» Document
----------

Also discussed during the meeting was the legal opinion on the EU Patent and Brexit published at the beginning of November 2019 by the EU Parliament. The opinion was prepared by the policy department for Citizen’s rights and Constitutional Affairs upon request by the JURI Committee (; the conclusion is that the UK even after BREXIT could, from a purely legal perspective, participate in the UPC, which would be politically unlikely from today’s perspective, because the UK would have to accept the supremacy of EU law, the CJEU as binding source of final interpretation of EU law and a joint liability together with the other participating member states for violations of EU law by the UPC.[1]

1.2 Revision of the epi Code of Conduct (CoC).

The amended epi CoC package prepared by the Professional Conduct Committee (PCC) and approved by the epi Council is currently waiting for an approval by the EPOrg Admin Council. Further discussions are however necessary in preparation of the UPC Agreement coming into force. The Litigation Committee has been following this issue with the draft of the amended CoC. The majority of amendments were introduced to make the CoC applicable for activities of epi members before a future UPC. It is crucial that there is a functioning CoC including a disciplinary framework for all representatives before the UPC, including European Patent Attorneys under Art. 48(2) UPCA, when the UPC may start working. The status of the UPC Agreement Ratification Process.

----------

» Data entries
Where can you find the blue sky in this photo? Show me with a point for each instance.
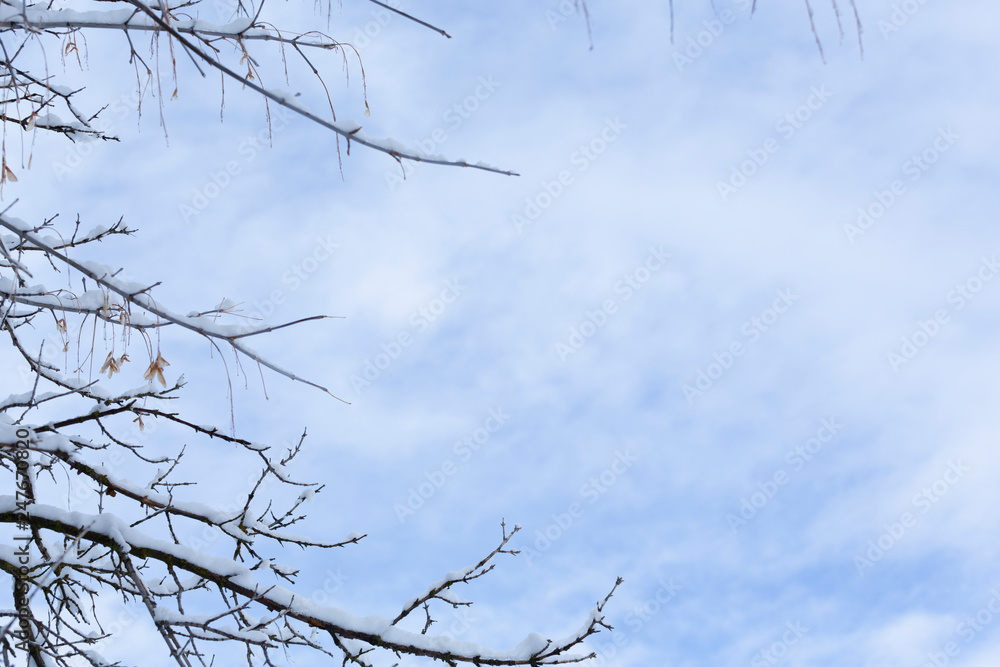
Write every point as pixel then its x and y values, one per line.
pixel 865 346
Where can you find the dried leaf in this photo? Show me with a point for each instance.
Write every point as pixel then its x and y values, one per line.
pixel 155 370
pixel 110 365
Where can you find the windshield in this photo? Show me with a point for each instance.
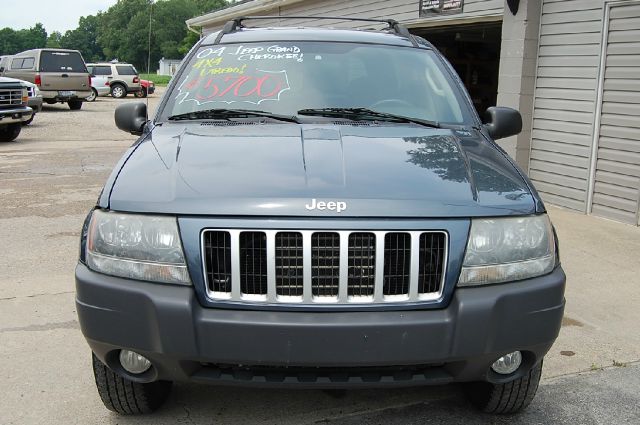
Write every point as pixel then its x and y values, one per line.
pixel 284 78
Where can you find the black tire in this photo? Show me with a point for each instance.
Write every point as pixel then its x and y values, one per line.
pixel 10 132
pixel 126 397
pixel 30 120
pixel 142 92
pixel 93 96
pixel 505 398
pixel 118 91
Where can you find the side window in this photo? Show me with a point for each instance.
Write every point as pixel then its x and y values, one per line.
pixel 126 70
pixel 28 63
pixel 101 70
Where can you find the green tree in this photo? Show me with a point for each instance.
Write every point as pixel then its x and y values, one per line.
pixel 53 41
pixel 12 42
pixel 84 38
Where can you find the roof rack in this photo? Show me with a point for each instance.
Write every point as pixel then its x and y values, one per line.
pixel 236 23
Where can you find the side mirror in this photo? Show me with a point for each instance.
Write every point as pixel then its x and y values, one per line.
pixel 503 122
pixel 131 117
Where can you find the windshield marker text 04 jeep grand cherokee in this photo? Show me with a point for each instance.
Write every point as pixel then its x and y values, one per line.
pixel 318 208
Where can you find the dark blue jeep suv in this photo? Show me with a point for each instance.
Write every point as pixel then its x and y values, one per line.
pixel 318 208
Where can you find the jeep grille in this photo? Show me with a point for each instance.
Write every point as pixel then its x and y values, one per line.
pixel 311 267
pixel 10 97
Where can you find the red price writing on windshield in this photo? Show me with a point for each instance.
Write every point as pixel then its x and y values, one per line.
pixel 267 85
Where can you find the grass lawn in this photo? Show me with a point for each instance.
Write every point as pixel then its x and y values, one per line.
pixel 159 80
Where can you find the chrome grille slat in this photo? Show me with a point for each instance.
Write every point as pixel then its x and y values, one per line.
pixel 325 264
pixel 397 262
pixel 362 267
pixel 288 257
pixel 316 267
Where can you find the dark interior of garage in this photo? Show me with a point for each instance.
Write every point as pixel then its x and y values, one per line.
pixel 474 51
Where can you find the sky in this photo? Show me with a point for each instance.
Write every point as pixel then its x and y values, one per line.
pixel 55 15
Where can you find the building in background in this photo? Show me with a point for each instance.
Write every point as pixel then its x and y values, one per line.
pixel 168 66
pixel 572 68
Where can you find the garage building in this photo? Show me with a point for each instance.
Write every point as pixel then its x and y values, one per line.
pixel 572 68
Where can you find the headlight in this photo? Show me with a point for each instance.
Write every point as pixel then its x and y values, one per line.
pixel 508 249
pixel 137 247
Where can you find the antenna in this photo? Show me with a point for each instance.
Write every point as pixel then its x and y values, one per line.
pixel 149 52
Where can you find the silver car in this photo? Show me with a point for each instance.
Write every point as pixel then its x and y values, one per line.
pixel 99 87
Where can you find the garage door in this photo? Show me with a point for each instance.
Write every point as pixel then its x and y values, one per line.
pixel 616 189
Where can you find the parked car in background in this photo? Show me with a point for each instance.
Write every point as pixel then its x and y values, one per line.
pixel 99 87
pixel 123 78
pixel 13 108
pixel 35 100
pixel 148 88
pixel 60 74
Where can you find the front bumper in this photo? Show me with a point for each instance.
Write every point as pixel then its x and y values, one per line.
pixel 103 91
pixel 35 103
pixel 54 95
pixel 15 115
pixel 187 342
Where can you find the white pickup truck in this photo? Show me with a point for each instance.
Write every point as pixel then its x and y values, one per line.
pixel 13 108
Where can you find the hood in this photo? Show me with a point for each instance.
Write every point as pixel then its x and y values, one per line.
pixel 7 80
pixel 364 170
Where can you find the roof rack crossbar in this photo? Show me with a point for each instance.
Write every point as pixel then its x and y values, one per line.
pixel 236 23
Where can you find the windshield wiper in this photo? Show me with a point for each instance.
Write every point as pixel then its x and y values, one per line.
pixel 231 113
pixel 366 114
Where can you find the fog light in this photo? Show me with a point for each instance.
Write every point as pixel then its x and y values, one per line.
pixel 508 363
pixel 133 362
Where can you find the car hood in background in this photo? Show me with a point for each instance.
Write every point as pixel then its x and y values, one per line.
pixel 278 169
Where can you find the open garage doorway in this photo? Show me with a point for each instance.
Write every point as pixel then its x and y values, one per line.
pixel 474 51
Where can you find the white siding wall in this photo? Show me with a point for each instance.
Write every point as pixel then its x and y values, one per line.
pixel 616 191
pixel 405 11
pixel 565 100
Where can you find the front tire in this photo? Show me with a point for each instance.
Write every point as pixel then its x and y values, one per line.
pixel 510 397
pixel 75 105
pixel 118 91
pixel 9 133
pixel 30 120
pixel 126 397
pixel 142 92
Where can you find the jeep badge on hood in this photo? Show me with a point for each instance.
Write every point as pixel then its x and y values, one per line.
pixel 331 205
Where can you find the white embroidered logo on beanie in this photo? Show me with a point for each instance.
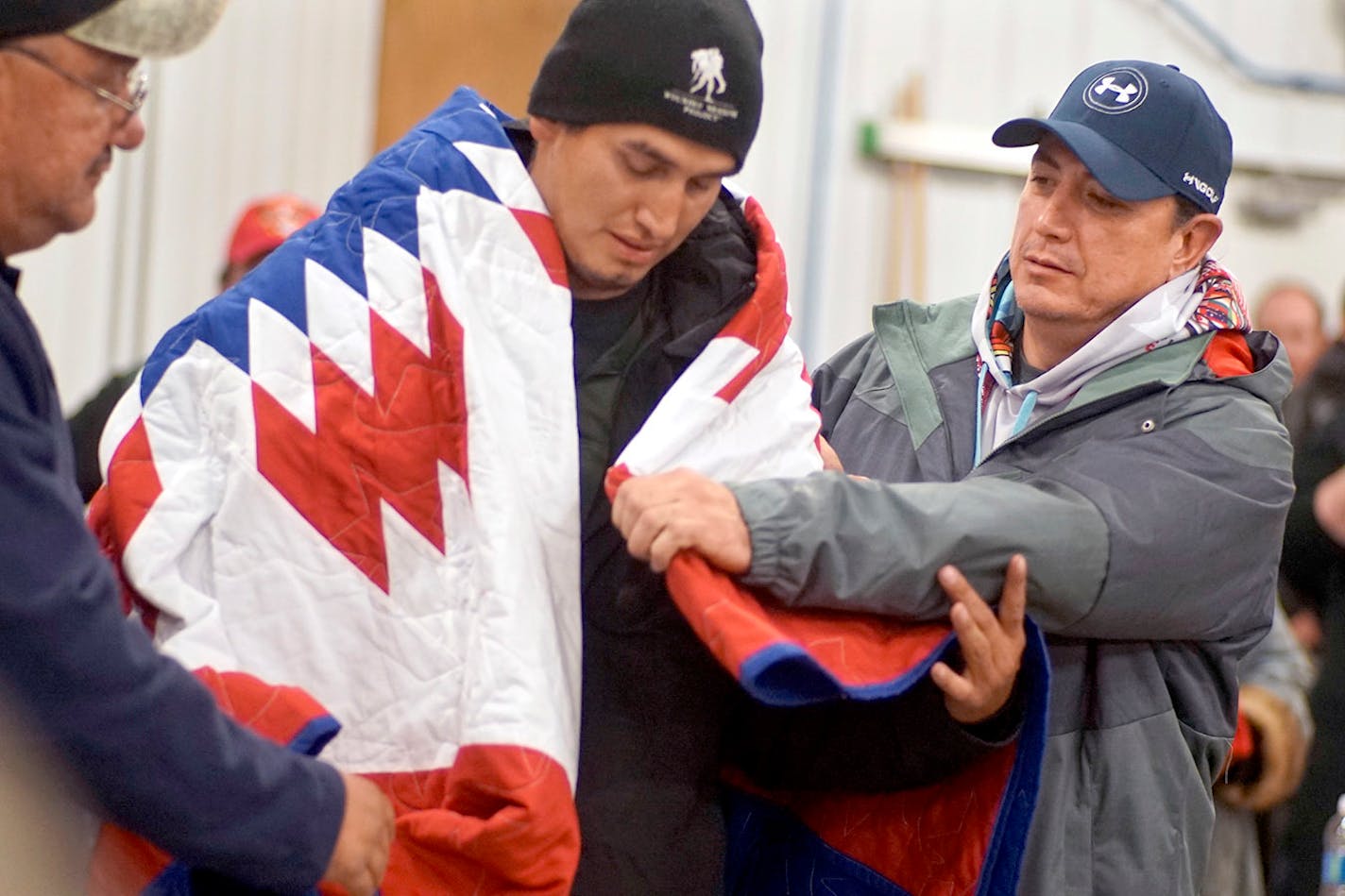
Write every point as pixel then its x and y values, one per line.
pixel 707 76
pixel 707 72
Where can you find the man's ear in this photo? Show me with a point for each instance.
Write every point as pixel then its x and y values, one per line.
pixel 1193 241
pixel 542 129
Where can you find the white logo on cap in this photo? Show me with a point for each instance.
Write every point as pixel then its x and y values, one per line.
pixel 707 76
pixel 707 72
pixel 1116 92
pixel 1201 187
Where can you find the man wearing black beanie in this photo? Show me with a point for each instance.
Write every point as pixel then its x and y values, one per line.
pixel 638 111
pixel 485 715
pixel 143 737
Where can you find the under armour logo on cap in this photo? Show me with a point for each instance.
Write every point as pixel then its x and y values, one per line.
pixel 1116 92
pixel 1144 129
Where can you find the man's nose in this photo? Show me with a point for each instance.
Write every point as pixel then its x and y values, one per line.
pixel 129 133
pixel 659 211
pixel 1055 215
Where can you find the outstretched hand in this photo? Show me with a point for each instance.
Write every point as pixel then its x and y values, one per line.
pixel 365 838
pixel 992 646
pixel 682 510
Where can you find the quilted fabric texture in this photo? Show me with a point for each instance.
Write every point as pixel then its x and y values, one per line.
pixel 355 472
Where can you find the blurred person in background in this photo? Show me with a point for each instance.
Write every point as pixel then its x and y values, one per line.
pixel 1266 765
pixel 263 225
pixel 132 727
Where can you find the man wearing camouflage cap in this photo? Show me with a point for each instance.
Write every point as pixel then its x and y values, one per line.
pixel 135 728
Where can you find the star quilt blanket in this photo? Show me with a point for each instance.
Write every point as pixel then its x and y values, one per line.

----------

» Task statement
Carry the report on the Unified Patent Court and the epi Code of Conduct forward from where it stops, placed before the records.

» Final answer
The Litigation Committee’s overview on ratification of the UPCA (Art 89(1) UPCA), together with information on the Member States’ consent to be bound by the Protocol on Provisional Application (PPA) and the potential establishment of local or regional divisions (Art 7 UPCA) and the corresponding languages of proceedings (Art 49 UPCA) was discussed. The completed document is publicly available on the epi website (latest update: 2 September 2019). The Litigation Committee has undertaken to update this document on a regular basis.

2. Report of Proportionality and Injunctive Relief in Germany

Currently, the main patent litigation topic under discussion in Germany centres around ‘proportionality and injunctive relief’. The German LitCom member Mr Tilman Pfrang presented on this topic at the Litigation Committee meeting. A short summary of his presentation follows:

‘Under German law, injunctions are granted “in the event of the risk of recurrent infringement”. Thus, it is called “automatic” injunction. Almost everyone agrees that there should be exceptions to this. One fraction thinks that sufficient tools for balancing the interests are already available. Others (e.g. Deutsche Telekom AG and certain car manufacturers) think that additional tools should be created by a change in the law. They also argue that the Enforcement Directive requires this. Art 3(2) Enforcement Directive requires measures, procedures and remedies to be “proportionate”. Mr Pfrang was not so sure about this, referring to Arts 11 and 12 Enforcement Directive. In his opinion, it could be argued that Germany did not opt for the alternative measures of Art 12. Mr Pfrang further discussed the proposal to introduce a proportionality requirement into the German Patent Act, including a list of factors that could be taken into account by the court.’

Subsequently, it has been reported that there are three alternate proposals under discussion, the first is to leave everything as is, the second is to introduce a proportionality requirement into the Patent Act (as mentioned above) and the third is to change the current practice to make first instance decisions on patent infringement always quasi-automatically provisionally applicable (e.g. by an amendment to the German Civil Procedural Code) to address the timing of the enforcement of a judgement until such a time as the validity of a patent is decided. The discussions coordinated by the German Ministry of Justice are ongoing.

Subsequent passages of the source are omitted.